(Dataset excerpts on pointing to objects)
<<<<

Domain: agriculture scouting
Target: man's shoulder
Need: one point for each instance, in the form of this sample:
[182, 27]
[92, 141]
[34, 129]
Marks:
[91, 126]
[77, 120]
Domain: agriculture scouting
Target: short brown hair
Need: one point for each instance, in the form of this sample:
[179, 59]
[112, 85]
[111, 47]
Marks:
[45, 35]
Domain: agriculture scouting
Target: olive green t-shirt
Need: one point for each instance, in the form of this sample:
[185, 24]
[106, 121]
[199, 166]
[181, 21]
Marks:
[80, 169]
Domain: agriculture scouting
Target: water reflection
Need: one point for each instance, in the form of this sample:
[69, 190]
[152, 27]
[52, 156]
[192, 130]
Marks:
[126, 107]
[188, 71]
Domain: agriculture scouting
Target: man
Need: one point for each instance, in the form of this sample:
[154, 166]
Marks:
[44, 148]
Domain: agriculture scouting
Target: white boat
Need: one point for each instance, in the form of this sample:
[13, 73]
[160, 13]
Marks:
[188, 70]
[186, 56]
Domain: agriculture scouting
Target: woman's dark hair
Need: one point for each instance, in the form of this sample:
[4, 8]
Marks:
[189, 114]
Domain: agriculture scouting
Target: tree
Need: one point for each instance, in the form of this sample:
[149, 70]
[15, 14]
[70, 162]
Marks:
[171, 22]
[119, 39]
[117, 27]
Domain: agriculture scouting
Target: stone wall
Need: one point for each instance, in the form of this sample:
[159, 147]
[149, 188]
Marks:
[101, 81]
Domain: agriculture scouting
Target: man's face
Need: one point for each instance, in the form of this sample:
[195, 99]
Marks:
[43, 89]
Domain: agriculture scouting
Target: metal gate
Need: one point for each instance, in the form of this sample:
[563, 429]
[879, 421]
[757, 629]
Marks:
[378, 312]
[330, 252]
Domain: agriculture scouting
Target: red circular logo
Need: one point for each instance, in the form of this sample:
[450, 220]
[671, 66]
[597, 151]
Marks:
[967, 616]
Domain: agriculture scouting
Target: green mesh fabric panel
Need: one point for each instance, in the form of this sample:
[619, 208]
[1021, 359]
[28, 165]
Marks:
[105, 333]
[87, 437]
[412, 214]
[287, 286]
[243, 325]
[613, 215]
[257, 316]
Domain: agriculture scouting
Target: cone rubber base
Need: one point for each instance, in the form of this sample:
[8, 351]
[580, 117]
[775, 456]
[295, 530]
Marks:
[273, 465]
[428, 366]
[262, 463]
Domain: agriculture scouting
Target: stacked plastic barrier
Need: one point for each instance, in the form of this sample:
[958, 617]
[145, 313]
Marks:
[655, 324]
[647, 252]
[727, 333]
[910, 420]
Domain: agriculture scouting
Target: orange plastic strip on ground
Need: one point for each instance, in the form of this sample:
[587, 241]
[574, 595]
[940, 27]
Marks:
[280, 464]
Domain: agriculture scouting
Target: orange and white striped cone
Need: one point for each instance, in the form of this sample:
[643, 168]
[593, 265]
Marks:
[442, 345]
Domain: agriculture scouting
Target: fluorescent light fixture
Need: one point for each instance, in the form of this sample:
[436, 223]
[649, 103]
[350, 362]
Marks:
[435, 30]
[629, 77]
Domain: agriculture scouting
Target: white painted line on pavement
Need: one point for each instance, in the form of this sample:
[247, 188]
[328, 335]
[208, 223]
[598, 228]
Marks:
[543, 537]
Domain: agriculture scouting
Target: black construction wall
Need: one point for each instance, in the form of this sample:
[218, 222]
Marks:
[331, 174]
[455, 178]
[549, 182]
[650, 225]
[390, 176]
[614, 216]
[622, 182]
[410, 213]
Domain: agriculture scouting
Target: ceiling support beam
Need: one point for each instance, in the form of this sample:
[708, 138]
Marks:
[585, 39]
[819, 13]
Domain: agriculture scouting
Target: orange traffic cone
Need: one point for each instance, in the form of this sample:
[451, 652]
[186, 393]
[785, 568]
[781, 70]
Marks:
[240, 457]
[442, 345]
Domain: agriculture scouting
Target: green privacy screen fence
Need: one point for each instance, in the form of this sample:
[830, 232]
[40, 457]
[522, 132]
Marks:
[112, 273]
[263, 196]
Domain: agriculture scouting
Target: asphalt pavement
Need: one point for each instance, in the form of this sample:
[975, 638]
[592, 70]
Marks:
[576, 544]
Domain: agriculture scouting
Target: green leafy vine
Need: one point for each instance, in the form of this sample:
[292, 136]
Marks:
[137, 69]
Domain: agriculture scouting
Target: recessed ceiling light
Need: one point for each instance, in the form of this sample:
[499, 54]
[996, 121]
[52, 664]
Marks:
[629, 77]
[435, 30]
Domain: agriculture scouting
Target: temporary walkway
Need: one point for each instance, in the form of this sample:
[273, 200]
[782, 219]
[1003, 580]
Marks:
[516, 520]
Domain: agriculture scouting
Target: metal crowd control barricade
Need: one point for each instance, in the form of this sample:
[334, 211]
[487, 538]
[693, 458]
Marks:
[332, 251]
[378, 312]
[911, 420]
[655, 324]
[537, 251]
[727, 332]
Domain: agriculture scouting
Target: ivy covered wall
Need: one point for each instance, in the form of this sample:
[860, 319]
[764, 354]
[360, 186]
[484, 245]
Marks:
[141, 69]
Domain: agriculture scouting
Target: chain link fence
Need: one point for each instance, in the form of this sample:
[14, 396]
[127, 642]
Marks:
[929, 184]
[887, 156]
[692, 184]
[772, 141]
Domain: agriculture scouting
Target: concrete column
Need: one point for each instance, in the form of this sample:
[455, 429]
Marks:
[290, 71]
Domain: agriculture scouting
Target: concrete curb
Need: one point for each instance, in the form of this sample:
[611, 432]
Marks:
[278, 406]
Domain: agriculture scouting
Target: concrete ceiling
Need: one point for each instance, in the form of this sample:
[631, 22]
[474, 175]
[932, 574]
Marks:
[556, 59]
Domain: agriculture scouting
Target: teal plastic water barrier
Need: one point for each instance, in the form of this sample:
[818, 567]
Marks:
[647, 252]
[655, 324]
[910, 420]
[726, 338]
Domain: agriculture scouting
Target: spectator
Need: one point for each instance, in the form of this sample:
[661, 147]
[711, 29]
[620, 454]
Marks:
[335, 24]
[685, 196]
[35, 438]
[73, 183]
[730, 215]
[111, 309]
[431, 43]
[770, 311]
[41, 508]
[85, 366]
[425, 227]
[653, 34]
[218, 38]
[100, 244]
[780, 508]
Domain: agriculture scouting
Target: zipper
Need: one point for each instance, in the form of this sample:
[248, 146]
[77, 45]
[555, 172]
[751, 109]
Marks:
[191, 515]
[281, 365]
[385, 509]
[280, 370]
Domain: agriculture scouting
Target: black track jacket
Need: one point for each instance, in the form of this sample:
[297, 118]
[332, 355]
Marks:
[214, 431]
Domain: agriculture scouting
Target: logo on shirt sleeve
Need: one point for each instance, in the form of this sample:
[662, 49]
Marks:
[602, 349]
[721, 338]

>>>>

● Goal of the exercise
Count the lines of the listing above that contain the word "wall". Reply with the number only.

● Complete response
3